Задание A: Перепишите без изменений строки записей начиная со строки, где стоит «Place a dot on every instance of the concrete», и до конца записей, включая обе границы.

Текст:

Выбрать главу

Вспоминая переход от Ахтырки моего деда к Ахтырке моего отца, я испытываю впечатление, словно вся величественная архитектура ахтырской усадьбы ушла во внутрь, превратилась в иную, магическую архитектуру звуков. - "Wer studiert so fleissig den Septuor Bethovens ?" - спрашивал живший в Ахтырке виолончелист Фитценгаген, прислушиваясь к звукам, доносившимся из открытого окна нашей гостиной. Это были наши детские упражнения на рояли, готовившие и слух и душу к высшим музыкальным восприятиям. {48} А в Ахтырке было что послушать: знаменитый Косман приезжал туда играть на виолончели, Лауб, тогда один из первых скрипачей в мире, - на скрипке; он часто посещал нас и играл со мною, ребенком, на биллиаре. Потом известный ученик Лауба, Гржимали, целыми днями ловивший со мною рыбу в Ахтырской реке, Фитценгаген, и, наконец, великий Н. Г. Рубинштейн, которого мы, дети, любили как родного. Я помню прекрасно, как эти три последние играли в Ахтырке тpиo. Вот, чем был полон внутренний слух Папа, глухой к письмам его управляющих. И разве не стоило быть к ним глухим, чтобы слышать то, что он слышал? Если б он был другой, мы были бы богаче, куда богаче. Но тогда Ахтырка не была бы той симфонией, которая врезалась нам в душу, не было бы этой Ахтырки звуковой, а она в нашей памяти насквозь пропиталась звуками и ими одухотворилась. Когда я ее вспоминаю с закрытыми глазами, мне кажется, что я ее не только вижу, но и слышу. Словно звучит каждая дорожка в парке, всякая в нем роща, лужайка или поворот реки; всякое место связано с особым мотивом, имеет свой особый музыкальный образ, неразрывный с зрительным. Если и шум лесной, и все птицы в этом парке звучали для нас, как один величественный оркестр, мы обязаны этим Рубинштейну: он научил нас этому птичьему языку и принес в Ахтырку это высшее откровение вагнеровского Зигфрида.

Задание B: На каком инструменте, согласно тексту об Ахтырке, приезжал туда играть знаменитый Косман?

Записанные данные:
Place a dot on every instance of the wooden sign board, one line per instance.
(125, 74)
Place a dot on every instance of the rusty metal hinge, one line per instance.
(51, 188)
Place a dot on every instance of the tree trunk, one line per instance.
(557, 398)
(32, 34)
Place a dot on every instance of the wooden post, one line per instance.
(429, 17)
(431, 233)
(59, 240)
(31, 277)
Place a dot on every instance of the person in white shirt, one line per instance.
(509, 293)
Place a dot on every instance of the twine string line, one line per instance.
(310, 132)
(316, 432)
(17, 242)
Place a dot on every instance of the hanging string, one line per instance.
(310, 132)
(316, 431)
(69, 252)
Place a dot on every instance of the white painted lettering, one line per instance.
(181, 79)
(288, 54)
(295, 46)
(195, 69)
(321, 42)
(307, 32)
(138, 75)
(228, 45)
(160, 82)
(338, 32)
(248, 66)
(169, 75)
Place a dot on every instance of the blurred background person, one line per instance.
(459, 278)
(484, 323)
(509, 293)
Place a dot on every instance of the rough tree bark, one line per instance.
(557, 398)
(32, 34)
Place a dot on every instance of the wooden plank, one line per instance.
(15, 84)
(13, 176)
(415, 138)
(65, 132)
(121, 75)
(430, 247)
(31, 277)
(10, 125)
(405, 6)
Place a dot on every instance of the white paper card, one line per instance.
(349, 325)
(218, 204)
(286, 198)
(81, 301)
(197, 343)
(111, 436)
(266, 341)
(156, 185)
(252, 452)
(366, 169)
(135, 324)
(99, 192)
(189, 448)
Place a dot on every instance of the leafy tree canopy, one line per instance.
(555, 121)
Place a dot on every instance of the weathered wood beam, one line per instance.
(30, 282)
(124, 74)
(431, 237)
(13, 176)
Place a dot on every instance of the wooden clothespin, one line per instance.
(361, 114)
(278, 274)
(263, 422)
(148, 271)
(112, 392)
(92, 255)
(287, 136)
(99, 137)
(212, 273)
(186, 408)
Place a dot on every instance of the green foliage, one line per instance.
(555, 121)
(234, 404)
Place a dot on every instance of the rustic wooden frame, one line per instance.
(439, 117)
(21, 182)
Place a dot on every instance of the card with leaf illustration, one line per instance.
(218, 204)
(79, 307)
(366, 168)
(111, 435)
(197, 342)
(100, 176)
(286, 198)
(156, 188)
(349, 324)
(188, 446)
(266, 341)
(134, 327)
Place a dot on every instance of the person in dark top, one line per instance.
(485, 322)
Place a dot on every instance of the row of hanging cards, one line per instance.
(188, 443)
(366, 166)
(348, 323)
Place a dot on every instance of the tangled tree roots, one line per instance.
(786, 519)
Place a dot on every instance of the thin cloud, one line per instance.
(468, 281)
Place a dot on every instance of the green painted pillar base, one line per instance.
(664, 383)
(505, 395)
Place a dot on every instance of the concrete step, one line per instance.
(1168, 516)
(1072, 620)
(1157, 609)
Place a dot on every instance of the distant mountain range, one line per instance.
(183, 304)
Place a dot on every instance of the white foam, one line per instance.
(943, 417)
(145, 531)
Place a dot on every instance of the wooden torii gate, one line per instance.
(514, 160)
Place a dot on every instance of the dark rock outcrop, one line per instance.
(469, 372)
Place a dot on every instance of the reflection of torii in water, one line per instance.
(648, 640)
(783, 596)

Образец ответа A:
Place a dot on every instance of the concrete step, one line per instance.
(1168, 516)
(1072, 620)
(1157, 609)
Place a dot on every instance of the distant mountain range, one line per instance.
(183, 304)
Place a dot on every instance of the white foam, one line per instance.
(943, 417)
(145, 531)
Place a dot on every instance of the wooden torii gate, one line per instance.
(514, 160)
Place a dot on every instance of the dark rock outcrop, one line per instance.
(469, 372)
Place a dot on every instance of the reflection of torii in water, one line per instance.
(648, 640)
(783, 596)

Образец ответа B: На виолончели.